João Paulo Gomes. “Os primeiros casos detetados deram origem a pouquíssimas cadeias de transmissão”

João Paulo Gomes. “Os primeiros casos detetados deram origem a pouquíssimas cadeias de transmissão”


Investigador lidera a equipa do INSA que está a construir a árvore genética do coronavírus no país. Ovar é caso de estudo.


Antes, já se dedicavam à análise do genoma de vírus e bactérias, mas as preocupações eram outras: surtos de doença dos legionários, sarampo, salmonelas, listéria e tuberculose, área em que têm um projeto inovador que começa a dar resposta aos médicos sobre as resistências do bacilo a antibióticos em dez dias, em vez do compasso de espera habitual de mais de um mês para cultivar a bactéria em laboratório. Nas últimas semanas, o núcleo de bioinformática do Instituto Nacional de Saúde Dr. Ricardo Jorge (INSA) foi mobilizado para o combate à pandemia e passou a estar à caça de outros elementos invisíveis: elos de transmissão da covid-19 em que pode não ter sido possível estabelecer ainda uma ligação epidemiológica, e é o próprio vírus – no caso, o seu material genético – a dar pistas. É um trabalho de detetive que procura, a partir do genoma do vírus, ajudar a traçar a história da propagação da infeção com SARS-CoV-2 no país. E de onde podem sair armas para o futuro. Os resultados dos primeiros 558 genomas já estão disponíveis e mostram que 88% pertencem à linhagem mais prevalente na Europa. Ovar é um dos focos de interesse: todos os casos sequenciados – até agora, uma centena – parecem descender da mesma pessoa, que terá originado uma gigantesca cadeia de transmissão, com transmissões primárias, secundárias, terciárias, etc. “Se um único foco de introdução tiver causado todos os casos, com mais, a situação teria sido inimaginável”, diz João Paulo Gomes, responsável pela equipa, que vai ajudar a perceber a eficácia da cerca sanitária. Em conversa com o i, o investigador ajuda a perceber como interpretar os vários estudos que têm saído sobre a evolução do novo coronavírus e defende que é cedo para dizer se há mutações mais infecciosas ou até outras que sugerem que o vírus pode estar a “enfraquecer”. Um dos objetivos do INSA é conseguir ligar mutações específicas à severidade da doença, o que permitiria dar pistas no momento do diagnóstico sobre que casos podem ter uma evolução mais desfavorável.

────────────────────────────────────────

### Perguntas ao texto
**A)** Antes da pandemia, que preocupações levavam a equipa a analisar genomas, segundo o artigo sobre o genoma do coronavírus? Enumere-as todas.
**B)** Prossiga o artigo sobre o genoma do coronavírus a partir da última frase apresentada.
A listagem que se segue provém de outra fonte.

[Entradas do conjunto de dados]
────────────────────────────────────────

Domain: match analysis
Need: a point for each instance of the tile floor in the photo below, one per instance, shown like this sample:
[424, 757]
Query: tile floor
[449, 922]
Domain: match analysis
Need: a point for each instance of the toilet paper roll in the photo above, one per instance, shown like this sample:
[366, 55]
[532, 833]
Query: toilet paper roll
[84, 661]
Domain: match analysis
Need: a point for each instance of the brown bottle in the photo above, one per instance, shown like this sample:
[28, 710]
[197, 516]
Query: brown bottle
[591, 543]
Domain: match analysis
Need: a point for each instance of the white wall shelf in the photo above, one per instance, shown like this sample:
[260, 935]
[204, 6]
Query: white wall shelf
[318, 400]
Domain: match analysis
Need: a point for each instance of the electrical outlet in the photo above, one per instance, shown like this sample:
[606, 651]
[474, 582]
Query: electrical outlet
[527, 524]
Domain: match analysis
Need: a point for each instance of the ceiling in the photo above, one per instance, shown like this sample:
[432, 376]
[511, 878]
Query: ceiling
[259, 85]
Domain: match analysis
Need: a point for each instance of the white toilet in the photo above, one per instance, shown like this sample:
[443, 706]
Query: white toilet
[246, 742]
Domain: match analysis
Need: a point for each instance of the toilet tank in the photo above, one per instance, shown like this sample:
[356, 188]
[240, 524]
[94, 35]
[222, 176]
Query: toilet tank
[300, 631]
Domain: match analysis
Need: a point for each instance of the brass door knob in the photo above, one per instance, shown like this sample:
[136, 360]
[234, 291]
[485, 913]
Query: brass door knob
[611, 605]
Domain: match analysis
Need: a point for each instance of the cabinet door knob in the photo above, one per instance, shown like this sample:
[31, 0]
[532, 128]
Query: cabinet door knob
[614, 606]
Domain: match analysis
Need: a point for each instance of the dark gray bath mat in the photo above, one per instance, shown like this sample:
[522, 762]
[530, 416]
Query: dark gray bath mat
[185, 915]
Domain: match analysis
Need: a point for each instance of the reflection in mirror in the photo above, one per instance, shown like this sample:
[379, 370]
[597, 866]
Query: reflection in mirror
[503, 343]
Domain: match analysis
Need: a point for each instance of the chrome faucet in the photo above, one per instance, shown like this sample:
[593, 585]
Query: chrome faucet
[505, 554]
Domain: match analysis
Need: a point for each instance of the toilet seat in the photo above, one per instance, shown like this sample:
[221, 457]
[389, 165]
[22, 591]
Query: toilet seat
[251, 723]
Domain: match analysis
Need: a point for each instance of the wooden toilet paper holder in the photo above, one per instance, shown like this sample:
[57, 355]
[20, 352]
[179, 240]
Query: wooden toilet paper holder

────────────────────────────────────────

### Respostas por tarefa
**A)**
- Surtos de doença dos legionários
- Sarampo
- Salmonelas
- Listéria
- Tuberculose

**B)**
Temos um vírus novo que aparece na China. O que conseguem ver ao sequenciar os genomas e o que são essas linhagens que estão a identificar?

Ninguém sabe quando o vírus apareceu, terá sido algures no final do ano passado, na China, e os primeiros vírus que são analisados já terão pequenas variações. Ninguém sabe ao certo qual foi o caso índice. Morreram, com certeza, pessoas com pneumonia que já poderiam ter este vírus, e nunca se saberá. O que sabemos é que este vírus, a certa altura, passou de um animal para os humanos. Pensa-se que o hospedeiro primário terá sido o morcego e que, antes de chegar ao homem, terá passado por um hospedeiro intermediário.

O pangolim?

É das hipóteses mais prováveis. A partir daí, ter-se-ão originado cadeias de transmissão. Sequenciando os vírus, vai-se percebendo mutações que permitem estabelecer relações entre os vírus ao longo do tempo, as diferenças que vão surgindo e as diferentes linhagens. Este vírus tem uma taxa de mutação baixinha. Pensa-se que em média, por mês, ocorrem duas mutações. Por exemplo, imagine que uma pessoa é infetada hoje: se mantiver a infeção durante um mês e sequenciar o vírus hoje e daqui a um mês, quando já está quase curada, o vírus já poderá ter duas mutações, duas alterações no código genético. Ou, por exemplo, se eu infetar alguém hoje, e depois essa pessoa passar a outra, e depois a outra, se comparar o meu vírus com o vírus de outra pessoa nesta cadeia de transmissão dali a um mês, é expetável haver duas novas mutações.